What you need to do:
Restate each of the lines given below, word for word.

* Begin Provided records *

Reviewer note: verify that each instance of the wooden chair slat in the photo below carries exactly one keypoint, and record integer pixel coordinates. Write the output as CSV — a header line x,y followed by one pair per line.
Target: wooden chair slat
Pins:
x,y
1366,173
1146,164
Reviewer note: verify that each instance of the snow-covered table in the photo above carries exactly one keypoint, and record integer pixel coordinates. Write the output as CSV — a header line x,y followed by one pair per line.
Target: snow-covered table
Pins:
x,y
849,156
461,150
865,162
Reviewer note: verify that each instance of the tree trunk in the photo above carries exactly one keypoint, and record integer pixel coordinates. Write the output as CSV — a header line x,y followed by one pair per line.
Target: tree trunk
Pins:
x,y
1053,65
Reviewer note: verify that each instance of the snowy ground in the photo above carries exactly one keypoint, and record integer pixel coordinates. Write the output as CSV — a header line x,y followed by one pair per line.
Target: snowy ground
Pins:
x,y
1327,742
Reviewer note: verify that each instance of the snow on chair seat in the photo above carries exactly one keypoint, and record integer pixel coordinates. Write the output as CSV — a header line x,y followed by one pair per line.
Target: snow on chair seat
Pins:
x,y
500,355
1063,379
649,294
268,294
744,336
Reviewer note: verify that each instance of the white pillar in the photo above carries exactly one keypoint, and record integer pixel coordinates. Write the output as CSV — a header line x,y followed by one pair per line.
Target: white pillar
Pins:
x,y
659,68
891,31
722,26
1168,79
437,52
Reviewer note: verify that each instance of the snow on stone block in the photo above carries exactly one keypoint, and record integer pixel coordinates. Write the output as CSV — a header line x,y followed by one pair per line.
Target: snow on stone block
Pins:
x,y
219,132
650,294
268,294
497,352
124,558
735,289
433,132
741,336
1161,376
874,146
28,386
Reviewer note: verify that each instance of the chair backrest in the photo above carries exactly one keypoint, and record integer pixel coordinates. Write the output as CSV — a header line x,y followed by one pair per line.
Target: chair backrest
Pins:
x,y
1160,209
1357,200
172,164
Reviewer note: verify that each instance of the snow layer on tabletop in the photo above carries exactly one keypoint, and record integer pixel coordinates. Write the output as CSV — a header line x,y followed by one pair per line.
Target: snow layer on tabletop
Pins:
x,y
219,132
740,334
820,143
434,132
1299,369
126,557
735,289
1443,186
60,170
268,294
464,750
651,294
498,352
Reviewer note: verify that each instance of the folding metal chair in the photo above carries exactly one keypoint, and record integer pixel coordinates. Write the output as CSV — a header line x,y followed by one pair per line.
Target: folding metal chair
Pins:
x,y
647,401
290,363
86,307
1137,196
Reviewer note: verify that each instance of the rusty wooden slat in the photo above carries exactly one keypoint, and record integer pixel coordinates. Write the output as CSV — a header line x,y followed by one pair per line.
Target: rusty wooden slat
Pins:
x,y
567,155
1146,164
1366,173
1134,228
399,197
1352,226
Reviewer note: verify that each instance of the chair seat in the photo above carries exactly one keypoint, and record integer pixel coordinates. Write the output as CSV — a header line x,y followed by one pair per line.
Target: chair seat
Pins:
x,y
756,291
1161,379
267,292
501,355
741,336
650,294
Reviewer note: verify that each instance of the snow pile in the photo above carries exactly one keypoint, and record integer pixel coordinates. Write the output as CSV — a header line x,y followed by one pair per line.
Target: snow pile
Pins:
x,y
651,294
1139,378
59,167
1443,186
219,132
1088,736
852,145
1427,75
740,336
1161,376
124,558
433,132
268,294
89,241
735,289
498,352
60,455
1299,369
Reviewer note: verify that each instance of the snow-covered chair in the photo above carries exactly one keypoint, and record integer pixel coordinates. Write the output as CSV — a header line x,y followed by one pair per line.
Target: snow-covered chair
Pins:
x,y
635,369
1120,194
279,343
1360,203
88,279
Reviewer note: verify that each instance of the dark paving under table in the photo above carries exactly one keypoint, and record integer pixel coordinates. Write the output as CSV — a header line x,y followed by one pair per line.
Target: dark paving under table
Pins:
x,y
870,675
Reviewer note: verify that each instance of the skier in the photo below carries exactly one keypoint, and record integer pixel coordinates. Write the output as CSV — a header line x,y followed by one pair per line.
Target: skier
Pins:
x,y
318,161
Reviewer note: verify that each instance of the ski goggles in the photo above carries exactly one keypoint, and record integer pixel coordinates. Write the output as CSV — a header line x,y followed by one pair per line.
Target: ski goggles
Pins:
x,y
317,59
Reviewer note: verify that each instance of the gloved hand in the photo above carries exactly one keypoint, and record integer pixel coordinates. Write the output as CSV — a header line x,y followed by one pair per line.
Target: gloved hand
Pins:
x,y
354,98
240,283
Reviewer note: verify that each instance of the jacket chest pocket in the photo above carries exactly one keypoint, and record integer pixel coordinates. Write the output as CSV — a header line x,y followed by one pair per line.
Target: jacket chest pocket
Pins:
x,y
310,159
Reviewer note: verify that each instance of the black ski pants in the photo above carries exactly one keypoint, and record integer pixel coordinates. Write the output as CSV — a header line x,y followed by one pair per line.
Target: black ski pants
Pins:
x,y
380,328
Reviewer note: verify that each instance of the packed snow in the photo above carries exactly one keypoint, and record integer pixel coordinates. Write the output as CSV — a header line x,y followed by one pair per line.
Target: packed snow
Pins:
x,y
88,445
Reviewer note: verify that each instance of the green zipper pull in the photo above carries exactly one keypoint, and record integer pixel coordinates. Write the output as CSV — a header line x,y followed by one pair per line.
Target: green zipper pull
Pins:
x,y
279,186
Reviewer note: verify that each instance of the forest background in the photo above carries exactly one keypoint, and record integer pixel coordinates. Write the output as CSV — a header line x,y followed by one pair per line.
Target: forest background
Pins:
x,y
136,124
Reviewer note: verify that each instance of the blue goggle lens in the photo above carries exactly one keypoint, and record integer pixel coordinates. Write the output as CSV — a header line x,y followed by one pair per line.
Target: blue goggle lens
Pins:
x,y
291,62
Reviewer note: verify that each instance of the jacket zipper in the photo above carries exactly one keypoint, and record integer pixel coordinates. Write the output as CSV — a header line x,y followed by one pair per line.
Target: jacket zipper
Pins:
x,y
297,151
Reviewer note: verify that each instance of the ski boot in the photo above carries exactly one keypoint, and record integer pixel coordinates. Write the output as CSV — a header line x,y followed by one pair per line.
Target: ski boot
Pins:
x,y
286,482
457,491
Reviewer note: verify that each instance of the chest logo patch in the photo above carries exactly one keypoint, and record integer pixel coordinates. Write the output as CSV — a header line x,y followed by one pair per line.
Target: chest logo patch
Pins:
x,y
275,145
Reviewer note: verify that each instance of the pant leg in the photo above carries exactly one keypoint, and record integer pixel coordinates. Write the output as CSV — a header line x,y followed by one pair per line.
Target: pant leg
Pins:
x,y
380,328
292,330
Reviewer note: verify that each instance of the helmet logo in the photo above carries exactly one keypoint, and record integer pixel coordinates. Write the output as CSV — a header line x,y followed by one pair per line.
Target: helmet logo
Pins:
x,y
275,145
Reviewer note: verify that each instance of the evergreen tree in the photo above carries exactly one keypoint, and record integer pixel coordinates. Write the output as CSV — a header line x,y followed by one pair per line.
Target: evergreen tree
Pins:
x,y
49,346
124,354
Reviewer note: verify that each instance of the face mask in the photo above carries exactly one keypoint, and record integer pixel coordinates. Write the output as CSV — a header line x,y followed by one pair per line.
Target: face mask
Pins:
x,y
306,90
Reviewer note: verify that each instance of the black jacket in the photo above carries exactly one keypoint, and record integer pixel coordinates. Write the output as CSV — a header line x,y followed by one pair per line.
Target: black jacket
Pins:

* End Provided records *

Written solution:
Reviewer note: verify that each instance of the wooden chair slat in the photo below carries exactly one keypoint, and record integer pixel coordinates. Write the output as CSV — a header line x,y followed by one pair per line.
Target: wooden chair slat
Pins:
x,y
1366,173
1146,164
Reviewer note: verify that each instance of the snow-covered table in the photo above carries exactly one keypoint, and record integer pixel coordinates. Write the output as CSV — a header line x,y followed by one pair per line.
Target: snow-covered table
Pins:
x,y
849,156
461,150
865,162
Reviewer note: verify that each instance of the tree trunk in the photo above carries exactly one keypoint, and record integer pixel coordinates. Write the output as CSV — a header line x,y followed by one pair per line.
Target: tree trunk
Pins:
x,y
1053,65
Reviewer note: verify that each instance of the snowy ground in the photo above carries exactly one keypoint, and record integer pixel coordinates. Write the output as CSV — a header line x,y followed by one pair per line.
Target: snowy ground
Pins:
x,y
1327,742
Reviewer note: verify that each instance of the snow on chair seat in the photo above carries exactly one keypoint, and record integer pixel coordinates. Write the output as CSV — a header line x,y followed by one pair per line.
Target: snow on chair seat
Pins:
x,y
500,355
1063,379
649,294
268,294
744,336
Reviewer note: verify that each instance of the white pillar in the photo above carries exactly one keypoint, and record integer pixel coordinates. Write the output as CSV — a header line x,y followed by one pair per line.
Target: white pillar
Pins:
x,y
659,68
891,31
722,26
1168,79
437,52
Reviewer note: verify that each instance of the snow on stone block in the photo above carries exactly one keypoint, and record integer pixel coordinates. Write the output as CSV — a header line x,y followed by one pair per line.
Target: snow on stone block
Pins:
x,y
219,132
650,294
268,294
497,352
124,558
735,289
433,132
741,336
1161,376
874,146
28,386
Reviewer note: verify that each instance of the chair backrest in the photo above carries exactly one keypoint, and record integer pixel coordinates. Write the output as CSV — a header line x,y followed by one pair per line.
Target: chair backrest
Pins:
x,y
1160,209
1357,200
172,164
Reviewer note: verify that each instance of the snow layer on tabletop in the photo above carries exactly one keypoint, and record integer pixel coordinates. Write the output as CSV — a header line x,y followed by one pair per line.
Target: snow layer on tabletop
Pins:
x,y
219,132
740,334
820,143
434,132
1299,369
126,557
735,289
1443,186
60,170
268,294
464,750
651,294
498,352
Reviewer note: verify that each instance of the folding metal chair in the photo above carries exactly one keypoint, and record integer pixel coordinates. Write the output as CSV — a header line x,y followed by one pair per line.
Target: folding metal chair
Pins:
x,y
647,401
290,363
86,307
1137,196
Reviewer note: verify that each instance of the rusty wooden slat in the photo above carries exactly one keypoint, and record integer pixel coordinates. Write the output as CSV — a header line x,y followed by one pair per line.
Target: rusty wooden slat
Pins:
x,y
567,155
1146,164
1366,173
1134,228
399,197
1352,226
Reviewer note: verify that each instance of the chair seat in the photo above carries exactly one keypoint, and record integer pixel coordinates. Write the output as CSV — a header line x,y followed by one pair per line.
Target: chair seat
Pins:
x,y
756,291
1161,379
267,292
501,355
741,336
650,294
Reviewer note: verify that each instance of the snow pile in the photo above carries exactly one keypoint, and record integer pixel coordinates. Write the output as CSV — a header line x,y followed by one pair per line.
Target: snow pile
Pins:
x,y
651,294
1139,378
59,167
1443,186
219,132
1088,736
852,145
1427,75
740,336
1161,376
124,558
433,132
268,294
89,241
735,289
498,352
60,455
1299,369
Reviewer note: verify that each instance of the snow-covered chair in the photo above carries exactly one keypoint, and record integer pixel coordinates. Write the output as CSV — a header line x,y followed by one pair per line.
Target: snow-covered chair
Pins:
x,y
635,369
1120,194
279,343
1360,203
88,279
Reviewer note: verify that each instance of the dark paving under table in the photo above carries exactly one keypoint, and record integer pixel coordinates. Write the output as CSV — a header line x,y followed by one pair per line.
Target: dark paving under table
Pins:
x,y
870,675
Reviewer note: verify that each instance of the skier in the photo below carries exactly one keypoint, and record integer pixel coordinates. Write the output as CSV — a header line x,y followed by one pair per line.
Target: skier
Pins:
x,y
318,161
Reviewer note: verify that each instance of the ski goggles in the photo above carries exactly one keypoint, and record integer pixel coordinates. Write the output as CSV — a header line x,y followed by one pair per line.
Target: ski goggles
Pins:
x,y
317,59
Reviewer note: verify that each instance of the gloved hand in the photo above carries exactly one keypoint, and record integer pixel coordinates. Write the output as CSV — a header line x,y followed by one pair per line.
Target: gloved hand
Pins:
x,y
354,98
240,283
Reviewer note: verify that each instance of the jacket chest pocket in the photo above carries exactly one keypoint, and record integer pixel coordinates. Write the output as CSV — a header line x,y followed by one pair per line.
Target: jacket chest pocket
Pins:
x,y
310,159
Reviewer note: verify that each instance of the black ski pants in the photo above carries exactly one keypoint, and record integer pixel coordinates. Write the output as CSV — a header line x,y followed by one pair per line.
Target: black ski pants
Pins:
x,y
380,328
Reviewer note: verify that each instance of the packed snow in the photo above carries exactly one keypoint, and record integer pixel coordinates. Write the output as CSV — a header line x,y followed by one pair per line.
Target: packed snow
Pins:
x,y
88,445
Reviewer note: verify that each instance of the green zipper pull in the photo above carries exactly one keypoint, and record integer pixel coordinates. Write the output as CSV — a header line x,y followed by one pair per line.
Target: green zipper pull
Pins:
x,y
279,186
Reviewer note: verify that each instance of the forest background in the photo above carries exactly one keypoint, and record integer pixel coordinates. Write the output as CSV — a header line x,y followed by one pair per line.
Target: forest background
Pins:
x,y
136,124
Reviewer note: verify that each instance of the blue goggle lens in the photo above carries exactly one keypoint, and record integer pixel coordinates. Write the output as CSV — a header line x,y followed by one pair per line.
Target: blue goggle lens
Pins:
x,y
291,62
Reviewer note: verify that each instance of the jacket zipper in the photo above carries exactly one keypoint, and record integer pixel coordinates. Write the output as CSV — a header line x,y followed by one pair per line.
Target: jacket zipper
Pins:
x,y
297,151
Reviewer note: verify that each instance of the ski boot in the photo above carries exactly one keypoint, and record integer pixel coordinates. Write the output as CSV — a header line x,y followed by one pair per line.
Target: ski boot
Pins:
x,y
286,482
457,491
Reviewer note: verify that each instance of the chest logo patch in the photo above carries exactly one keypoint, and record integer pixel coordinates. Write the output as CSV — a header line x,y followed by one pair per line.
Target: chest logo patch
Pins:
x,y
275,145
Reviewer note: verify that each instance of the pant leg in the photo above carries exactly one keypoint, and record integer pixel coordinates. Write the output as CSV — a header line x,y followed by one pair per line.
Target: pant leg
Pins:
x,y
380,328
292,330
Reviewer note: verify that each instance of the helmet logo in the photo above carries exactly one keypoint, and record integer pixel coordinates. Write the output as CSV — a header line x,y followed by one pair per line.
Target: helmet logo
Pins:
x,y
275,145
Reviewer note: verify that each instance of the evergreen tree in the photo above carries exactly one keypoint, and record integer pixel coordinates. Write the output as CSV — a header line x,y followed by one pair per line.
Target: evergreen tree
Pins:
x,y
49,346
124,354
Reviewer note: verify that each instance of the face mask in the photo above carries exactly one keypoint, and record integer pixel coordinates. Write the output as CSV — a header line x,y followed by one pair per line.
Target: face mask
Pins:
x,y
306,90
Reviewer note: verify that each instance of the black jacket in the photo above carries exactly one keypoint, and record integer pixel coordinates. Write the output as CSV — a header line x,y followed by one pair per line.
Target: black jacket
Pins:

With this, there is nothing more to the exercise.